An exact copy of every entry is needed here; the images stay out.

★ ★ ★

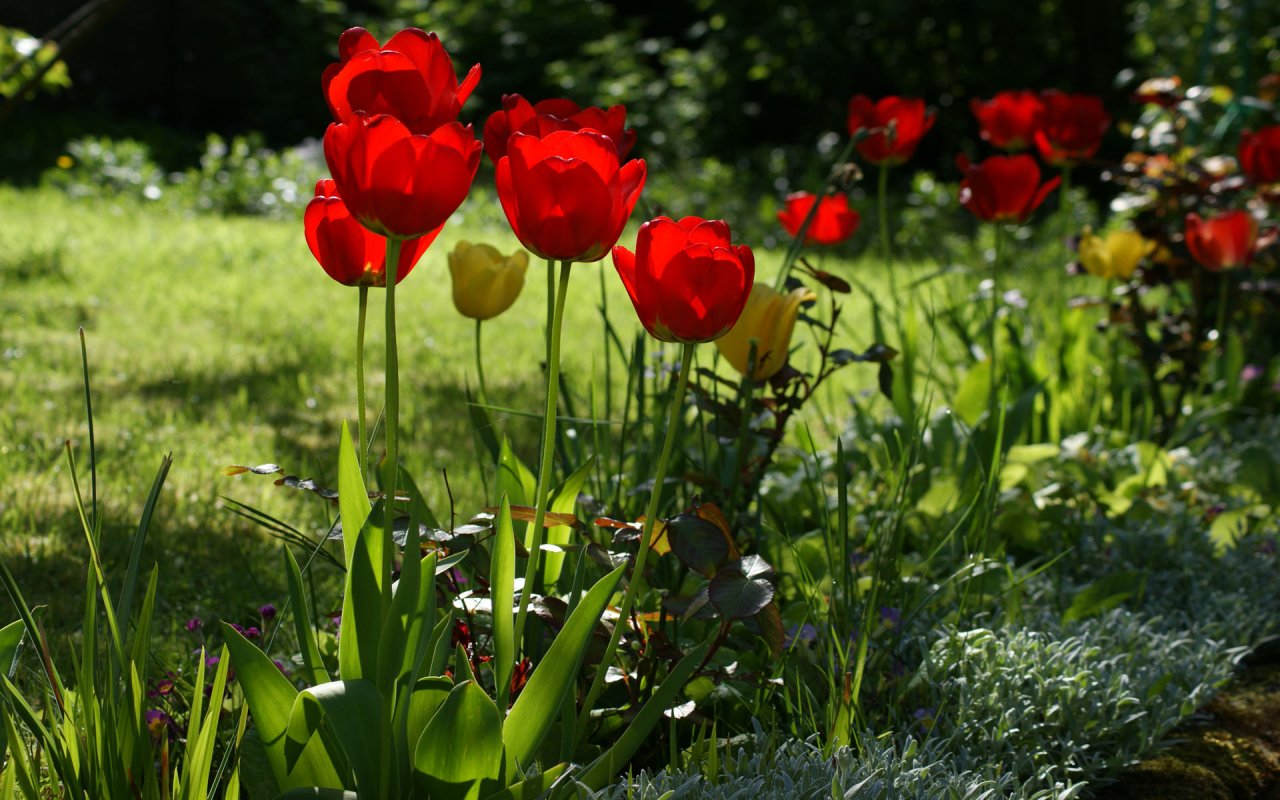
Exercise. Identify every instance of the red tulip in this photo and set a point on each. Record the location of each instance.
(1072, 127)
(833, 223)
(351, 254)
(565, 195)
(1002, 188)
(547, 115)
(1260, 155)
(398, 183)
(410, 77)
(897, 123)
(688, 282)
(1010, 119)
(1223, 242)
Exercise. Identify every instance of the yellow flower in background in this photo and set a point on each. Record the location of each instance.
(1114, 256)
(768, 319)
(485, 282)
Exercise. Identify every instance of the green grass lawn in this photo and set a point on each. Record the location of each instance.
(223, 342)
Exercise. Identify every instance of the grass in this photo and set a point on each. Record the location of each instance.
(222, 341)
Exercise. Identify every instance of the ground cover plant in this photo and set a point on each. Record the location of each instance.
(983, 512)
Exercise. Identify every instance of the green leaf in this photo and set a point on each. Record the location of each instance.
(531, 789)
(737, 597)
(539, 703)
(563, 501)
(460, 754)
(502, 581)
(10, 639)
(1105, 594)
(353, 711)
(312, 663)
(270, 699)
(599, 772)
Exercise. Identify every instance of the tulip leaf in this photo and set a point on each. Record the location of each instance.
(531, 789)
(540, 702)
(270, 699)
(737, 597)
(312, 663)
(563, 499)
(599, 772)
(355, 713)
(460, 753)
(502, 581)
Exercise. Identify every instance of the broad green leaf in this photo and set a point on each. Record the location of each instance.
(460, 754)
(360, 634)
(531, 789)
(270, 699)
(1105, 594)
(599, 772)
(563, 501)
(312, 663)
(426, 698)
(353, 504)
(539, 703)
(502, 583)
(353, 711)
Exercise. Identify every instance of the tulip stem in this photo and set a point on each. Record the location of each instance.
(544, 470)
(361, 443)
(650, 519)
(886, 240)
(392, 464)
(484, 393)
(995, 310)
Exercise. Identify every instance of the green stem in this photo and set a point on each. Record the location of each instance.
(650, 517)
(484, 393)
(995, 311)
(393, 247)
(544, 470)
(361, 440)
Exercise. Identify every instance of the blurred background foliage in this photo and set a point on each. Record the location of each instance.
(731, 99)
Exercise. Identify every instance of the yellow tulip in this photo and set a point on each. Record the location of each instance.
(768, 319)
(1114, 256)
(485, 282)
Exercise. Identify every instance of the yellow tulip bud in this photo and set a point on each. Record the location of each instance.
(768, 320)
(1114, 256)
(485, 282)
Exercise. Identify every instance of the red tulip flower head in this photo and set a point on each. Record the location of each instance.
(519, 115)
(688, 280)
(1002, 188)
(351, 254)
(410, 77)
(1010, 119)
(398, 183)
(565, 195)
(1072, 127)
(899, 123)
(1260, 155)
(1223, 242)
(833, 223)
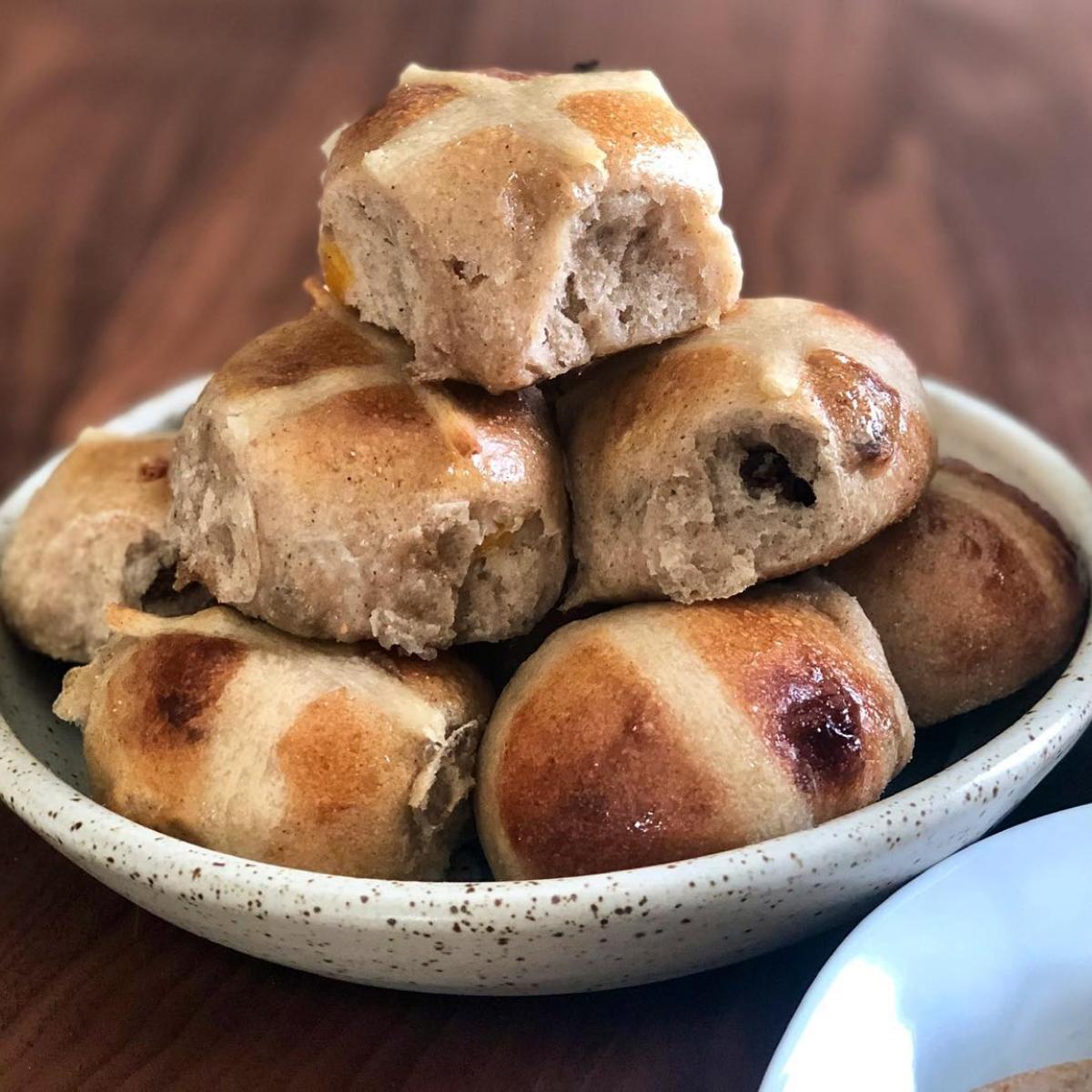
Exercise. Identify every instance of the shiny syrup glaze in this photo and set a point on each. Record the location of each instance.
(861, 405)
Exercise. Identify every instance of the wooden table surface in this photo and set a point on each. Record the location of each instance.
(927, 165)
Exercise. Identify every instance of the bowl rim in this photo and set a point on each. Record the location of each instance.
(42, 800)
(1041, 829)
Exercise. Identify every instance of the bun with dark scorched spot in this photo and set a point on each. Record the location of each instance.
(660, 732)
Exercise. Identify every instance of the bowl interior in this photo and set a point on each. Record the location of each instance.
(30, 682)
(967, 429)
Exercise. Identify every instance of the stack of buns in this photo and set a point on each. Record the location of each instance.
(736, 500)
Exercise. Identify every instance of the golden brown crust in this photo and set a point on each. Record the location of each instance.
(474, 208)
(659, 732)
(780, 440)
(403, 106)
(594, 778)
(627, 124)
(300, 349)
(234, 736)
(318, 489)
(823, 710)
(864, 409)
(976, 593)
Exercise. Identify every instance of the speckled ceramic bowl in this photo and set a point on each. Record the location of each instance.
(592, 932)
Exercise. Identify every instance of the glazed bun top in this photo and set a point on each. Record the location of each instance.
(975, 594)
(573, 123)
(767, 354)
(659, 732)
(228, 733)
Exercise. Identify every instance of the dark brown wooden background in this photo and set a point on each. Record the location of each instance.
(925, 164)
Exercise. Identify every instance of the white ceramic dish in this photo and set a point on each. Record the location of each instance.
(585, 933)
(978, 970)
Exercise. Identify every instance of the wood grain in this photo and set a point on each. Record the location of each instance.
(924, 164)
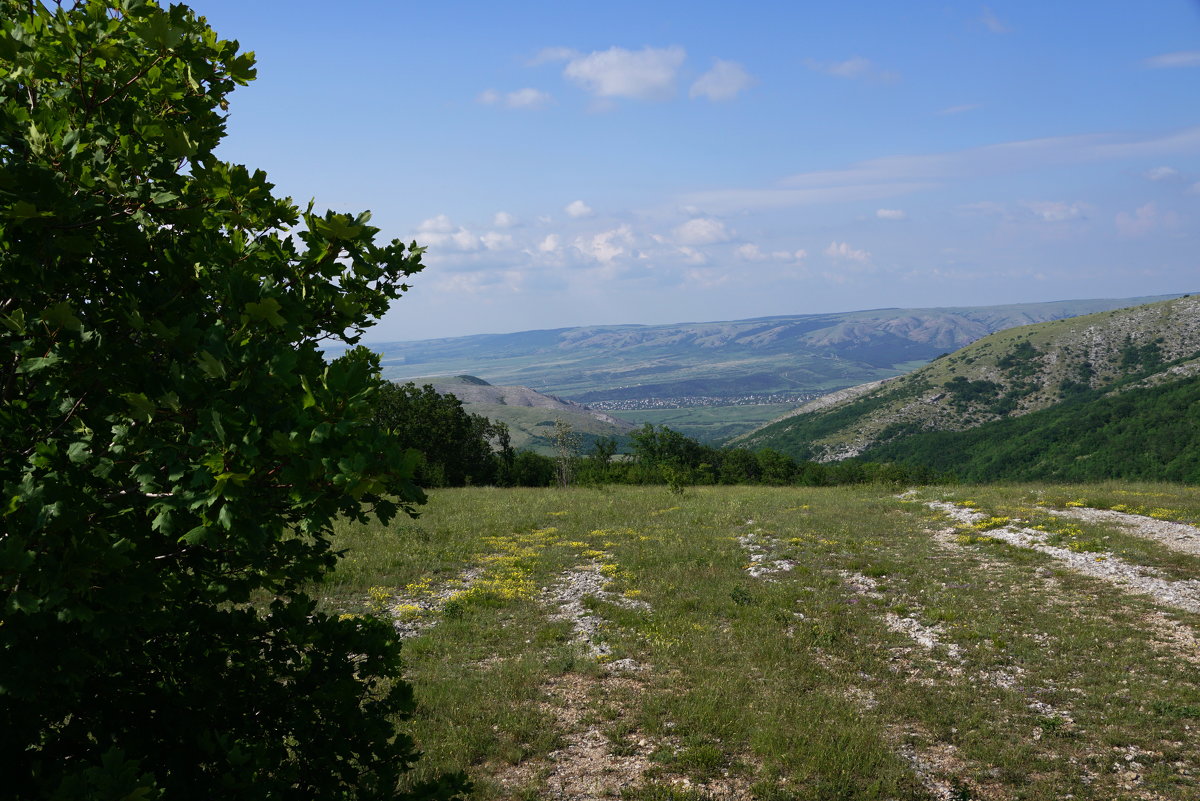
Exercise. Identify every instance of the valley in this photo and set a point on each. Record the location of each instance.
(639, 369)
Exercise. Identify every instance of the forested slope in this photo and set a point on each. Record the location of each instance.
(1146, 433)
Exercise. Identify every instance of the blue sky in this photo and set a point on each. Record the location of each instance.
(573, 163)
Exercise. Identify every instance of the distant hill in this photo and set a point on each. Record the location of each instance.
(1149, 432)
(528, 414)
(1006, 375)
(630, 368)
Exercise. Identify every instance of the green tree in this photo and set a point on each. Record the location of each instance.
(173, 445)
(567, 451)
(457, 447)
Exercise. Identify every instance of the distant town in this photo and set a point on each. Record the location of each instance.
(639, 404)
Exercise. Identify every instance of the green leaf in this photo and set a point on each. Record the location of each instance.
(61, 315)
(268, 309)
(142, 407)
(211, 366)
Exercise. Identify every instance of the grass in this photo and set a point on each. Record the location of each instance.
(792, 685)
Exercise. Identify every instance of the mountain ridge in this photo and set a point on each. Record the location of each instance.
(1006, 374)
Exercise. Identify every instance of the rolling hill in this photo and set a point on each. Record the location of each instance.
(528, 414)
(695, 369)
(1006, 375)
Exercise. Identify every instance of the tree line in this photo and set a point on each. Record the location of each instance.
(457, 449)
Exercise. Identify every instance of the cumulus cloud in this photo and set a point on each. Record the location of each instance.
(993, 23)
(648, 73)
(1169, 60)
(724, 82)
(1055, 211)
(439, 224)
(897, 175)
(750, 252)
(843, 251)
(577, 209)
(441, 233)
(1144, 220)
(855, 67)
(959, 109)
(497, 241)
(701, 230)
(1161, 173)
(605, 246)
(521, 98)
(552, 54)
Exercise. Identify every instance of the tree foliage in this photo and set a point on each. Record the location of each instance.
(173, 446)
(457, 447)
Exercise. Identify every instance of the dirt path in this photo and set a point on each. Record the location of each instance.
(1176, 536)
(1133, 578)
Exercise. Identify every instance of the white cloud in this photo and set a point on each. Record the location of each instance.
(552, 54)
(899, 175)
(702, 230)
(844, 251)
(441, 233)
(1161, 173)
(606, 246)
(439, 224)
(497, 241)
(750, 252)
(993, 23)
(577, 209)
(723, 82)
(1055, 211)
(855, 67)
(1169, 60)
(648, 73)
(959, 109)
(522, 98)
(527, 97)
(1145, 220)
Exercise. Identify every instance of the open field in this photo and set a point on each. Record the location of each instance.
(784, 643)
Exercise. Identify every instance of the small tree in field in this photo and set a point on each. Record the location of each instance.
(173, 445)
(567, 451)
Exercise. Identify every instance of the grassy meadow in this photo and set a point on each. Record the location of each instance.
(786, 643)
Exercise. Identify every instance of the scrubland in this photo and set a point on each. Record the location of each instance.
(797, 643)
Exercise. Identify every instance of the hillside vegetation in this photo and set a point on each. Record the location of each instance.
(779, 357)
(1149, 432)
(528, 414)
(1079, 361)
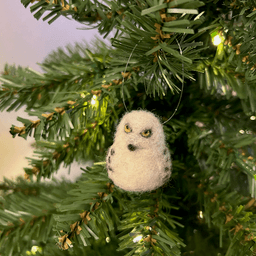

★ ★ ★

### Solution
Exercise. Identify every instance of the red tulip in this photo and set a point on each. Record the location of each instance.
(1072, 127)
(833, 223)
(351, 254)
(565, 195)
(1002, 188)
(547, 115)
(1260, 155)
(398, 183)
(410, 77)
(897, 123)
(688, 282)
(1010, 119)
(1223, 242)
Exercise. Identify every instance of the yellow flower in background in this photo and set a point on each. Record the location of each instance.
(1114, 256)
(768, 319)
(485, 282)
Exercise. Identify every instance of the green grass lawn in this photo and set a point on each. Record the location of each instance.
(223, 342)
Exercise. Identify every instance of the grass in this photo and set a point on each. Record the location of each instance.
(222, 341)
Exercise. Identify every instance of the ground cover plant in this photo and set a point on each. Record the location of each instance.
(983, 512)
Exercise. Identify every instance of the green leaf in this photo and set a point on each. Record the location of each instance.
(531, 789)
(737, 597)
(539, 703)
(563, 501)
(460, 754)
(502, 581)
(10, 639)
(1105, 594)
(353, 711)
(312, 663)
(270, 699)
(599, 772)
Exercise. Identify every instance of the tulip leaf in this photo and set a point on each. Record the location of each instance.
(531, 789)
(540, 702)
(270, 699)
(737, 597)
(312, 663)
(563, 499)
(599, 772)
(355, 713)
(460, 753)
(502, 581)
Exercise. Identify every instance of the broad green leaf in this photo and set a point on each. Record the location of each instance.
(460, 754)
(360, 634)
(531, 789)
(270, 699)
(1105, 594)
(599, 772)
(563, 501)
(312, 663)
(426, 698)
(353, 504)
(539, 703)
(502, 583)
(353, 711)
Exercise. Identify every instance of the tulip stem in this photo and set a point on each. Record the location of each instance.
(544, 470)
(361, 443)
(650, 519)
(886, 240)
(392, 464)
(484, 393)
(995, 310)
Exercise. Identify every instance of the green stem in this photo and set a point on each. Record the location of each instance.
(650, 517)
(484, 393)
(995, 311)
(393, 247)
(544, 470)
(361, 440)
Exercise. Identify every instance of the blurred background foliage in this photo and set a point on each. Record the location of each instance.
(731, 99)
Exercise. Identify every instance of the yellow tulip in this photo and set a point on each. Record the location of each instance.
(768, 319)
(1114, 256)
(485, 282)
Exercise. Identify every instance of the yellow tulip bud in this photo and set a point on each. Record the location of each instance.
(768, 320)
(1114, 256)
(485, 282)
Exercise. Identify every instance of the red tulip flower head in this photo and set a point on each. Record the location of each instance.
(519, 115)
(688, 280)
(1002, 188)
(351, 254)
(410, 77)
(1010, 119)
(398, 183)
(565, 195)
(1072, 127)
(899, 123)
(1260, 155)
(1223, 242)
(833, 223)
Exercise. Identify every instance of the shiny syrup glaze in this photo and set a point on each. Record the location of each instance.
(861, 405)
Exercise. Identify every instance of the wooden table surface in this photo and set a point on each. Record the location of each instance.
(927, 165)
Exercise. Identify every instance of the bowl rim in this photo and set a point on each. Record the location of each instance.
(42, 800)
(1041, 829)
Exercise. Identify every instance of the bun with dark scorched spot in this photo and set a point on each. Record the location of each instance.
(660, 732)
Exercise. Identify every instance of the bowl interior in this photo and set a point on each. Record the location of each instance.
(30, 682)
(967, 429)
Exercise. Identify every instance of the stack of buns in this photo and set a point on each. Record the location of each instance.
(736, 500)
Exercise. Identify every instance of the golden brown crust in this photo and set a point on each. Record the location of each instance.
(474, 208)
(659, 732)
(780, 440)
(403, 106)
(594, 778)
(627, 124)
(300, 349)
(234, 736)
(318, 489)
(823, 710)
(864, 409)
(976, 593)
Exercise. Identify every instance of the speckled ceramic bowl in this photo and set a point on each. Record the location of each instance.
(592, 932)
Exercise. Identify every instance of the glazed bun top in this photo and set a point on each. Record the location of each instance.
(975, 594)
(573, 123)
(767, 354)
(659, 732)
(228, 733)
Exercise. Identify every instance of the dark brown wooden background in this photo and set a point on each. Record the location of each instance.
(925, 164)
Exercise. Identify every instance of the white ceramic dish in this photo and set a point on each. Record the location of each instance.
(585, 933)
(978, 970)
Exercise. Identify every instance of the wood grain in this photo and set a point on each. Record the location of each instance.
(924, 164)
Exercise. Identify every instance of the valley in this photo and set a point on each. Record the location of each instance.
(639, 369)
Exercise. Identify every instance of the forested slope in this photo and set a point on each. Record the location of each instance.
(1146, 433)
Exercise. Identify every instance of the blue sky in this photo and set a point on each. Record the location of each instance.
(573, 163)
Exercise. Identify every instance of the distant hill in this photo and set a point on each. Record the location of each instance.
(1149, 432)
(528, 414)
(1006, 375)
(630, 368)
Exercise. Identify every instance of the green tree in this photo and set a point on each. Record the location of each instance.
(173, 445)
(567, 451)
(457, 447)
Exercise. Identify every instance of the distant town in this photo and set a point on each. Record the location of each instance.
(639, 404)
Exercise. Identify every instance of the green leaf in this photo and set a point on each. Record the location of each instance.
(61, 315)
(268, 309)
(142, 407)
(211, 366)
Exercise. Identify every instance of the grass in this photo and set a point on each. Record the location of each instance.
(792, 685)
Exercise. Identify every instance of the mountain ridge in this photo and set a point on each. Record the location of each instance.
(1006, 374)
Exercise. Identify every instance of the rolling hill in this photo and set a point on each. Record the location of each instance.
(528, 414)
(695, 369)
(1006, 375)
Exercise. Identify every instance of the tree line in this photo and set a point on each. Record the location of each instance.
(457, 449)
Exercise. Identify every instance of the cumulus cloud in this photo and set a point on each. Record the location of each instance.
(993, 23)
(648, 73)
(1169, 60)
(724, 82)
(1055, 211)
(439, 224)
(897, 175)
(750, 252)
(843, 251)
(577, 209)
(441, 233)
(1144, 220)
(855, 67)
(959, 109)
(497, 241)
(701, 230)
(1161, 173)
(605, 246)
(521, 98)
(552, 54)
Exercise. Identify every instance of the tree foliage in this photo and set a point on each. Record the location of each instance.
(173, 446)
(457, 447)
Exercise. Identify every instance of the dirt path in this photo and set a point on each. Record the location of each instance.
(1176, 536)
(1133, 578)
Exercise. Identify every instance of the white cloud in this photo and set a point on each. Record the location of each instance.
(552, 54)
(899, 175)
(702, 230)
(844, 251)
(441, 233)
(1161, 173)
(606, 246)
(439, 224)
(497, 241)
(750, 252)
(993, 23)
(577, 209)
(723, 82)
(1055, 211)
(855, 67)
(1169, 60)
(648, 73)
(959, 109)
(522, 98)
(527, 97)
(1145, 220)
Exercise. Identify every instance of the open field in this photo and set a point on each. Record the location of each instance.
(784, 643)
Exercise. Identify every instance of the small tree in field in this photo and set a point on each. Record the location of each instance.
(173, 445)
(567, 451)
Exercise. Identify every instance of the grassy meadow in this photo and set a point on each. Record the location of each instance.
(786, 643)
Exercise. Identify every instance of the scrubland in this photo and set a point on each. Record the location of each instance.
(797, 643)
Exercise. Identify every instance of the hillside vegetation in this photo and set a point on each. Record the location of each instance.
(779, 357)
(1149, 432)
(528, 414)
(1079, 361)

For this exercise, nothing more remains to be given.